___ ПРЕДОСТАВЛЕННЫЙ ТЕКСТ ___

После всего, что здесь было изложено (и верность чего признают даже неприемлющие выводов), мне нет надобности доказывать внимательному и беспристрастному читателю, что идеал человеческой натуры поделен между двумя системами и ни одной из них не достигается вполне. И опыт и разум имеют каждый свои права и преимущества, и ни один из них не может вторгаться в область другого без дурных последствий для внутреннего или внешнего состояния человека. Лишь опыт может нас научить всему, что существует при известных условиях, что происходит при определенных предпосылках, что должно быть совершено ради известной цели. Наоборот, лишь разум может нас научить тому, что имеет безусловное значение и что необходимо должно быть. Если мы отважимся решать что‑либо из относящегося к внешнему бытию вещей посредством одного лишь разума, это будет пустой игрой и результат ее может быть равен только нулю, — ибо все бытие подчинено условиям, а разум требует безусловного. Если же мы позволим себе на основании случайного делать выводы о том, что уже включено в самое понятие нашего бытия, мы сделаем себя игрой пустого случая, и наша личность сведется к нулю. В первом случае мы причиняем ущерб ценности (временному содержанию) нашей жизни, во втором случае — достоинству (моральному содержанию) нашей жизни.

В предшествующем изложении мы признавали моральную ценность также и за реалистом, а содержание, данное опытом, также за идеалистом — но лишь в меру того, насколько оба отступают от последовательности и насколько природа пересиливает в них систему. Но, хотя ни тот, ни другой равно не отвечают идеалу цельной человечности, между ними есть важное различие: реалист, не удовлетворяя в каждом единичном случае понятию о человечности, созданному разумом, в то же время никогда не противоречит рассудочному понятию о ней; идеалист, больше приближаясь и высшему понятию о человечности, в отдельных случаях нередко опускается ниже даже самого низкого понятия о ней. Но в жизненной практике гораздо важнее единообразно человечное и доброе целое, чем случайная божественность единичного — и если идеалист бывает личностью, способной пробудить в нас высокое понятие о том, что может человек, и внушить уважение к человечности, то лишь реалист способен с постоянством осуществлять ее на опыте и удерживать род в его вечных границах. Идеалист, правда, более благородное, но зато несравненно менее совершенное существо; реалист же обычно кажется менее благородным, но зато гораздо более совершенным, — ибо проявление великой мощи уже заключает в себе благородство, но совершенство заключается в выдержанном единстве целого, а также в реальном деянии.

___

## ЦЕЛЬ ЗАДАНИЯ
Переведите на английский язык предложение из предоставленного текста: «Наоборот, лишь разум может нас научить тому, что имеет безусловное значение и что необходимо должно быть». Материал не имеет отношения к предоставленному тексту.

___ ФРАГМЕНТ НАБОРА ДАННЫХ ___

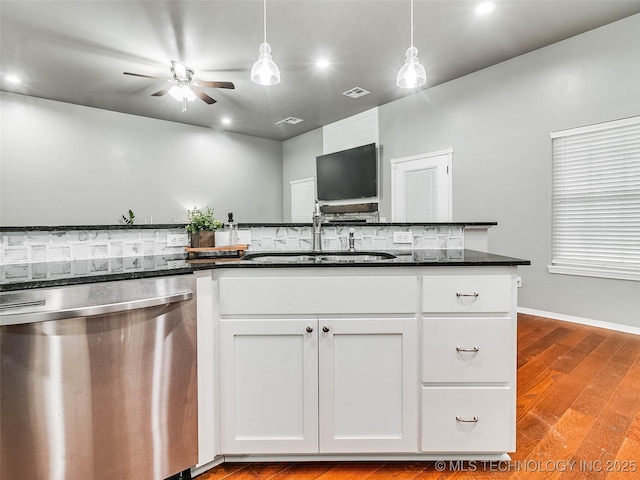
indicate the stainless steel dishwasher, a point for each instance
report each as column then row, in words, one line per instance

___

## ПОЛНЫЙ ОТВЕТ
Conversely, only reason can teach us what has unconditional significance and what must necessarily be.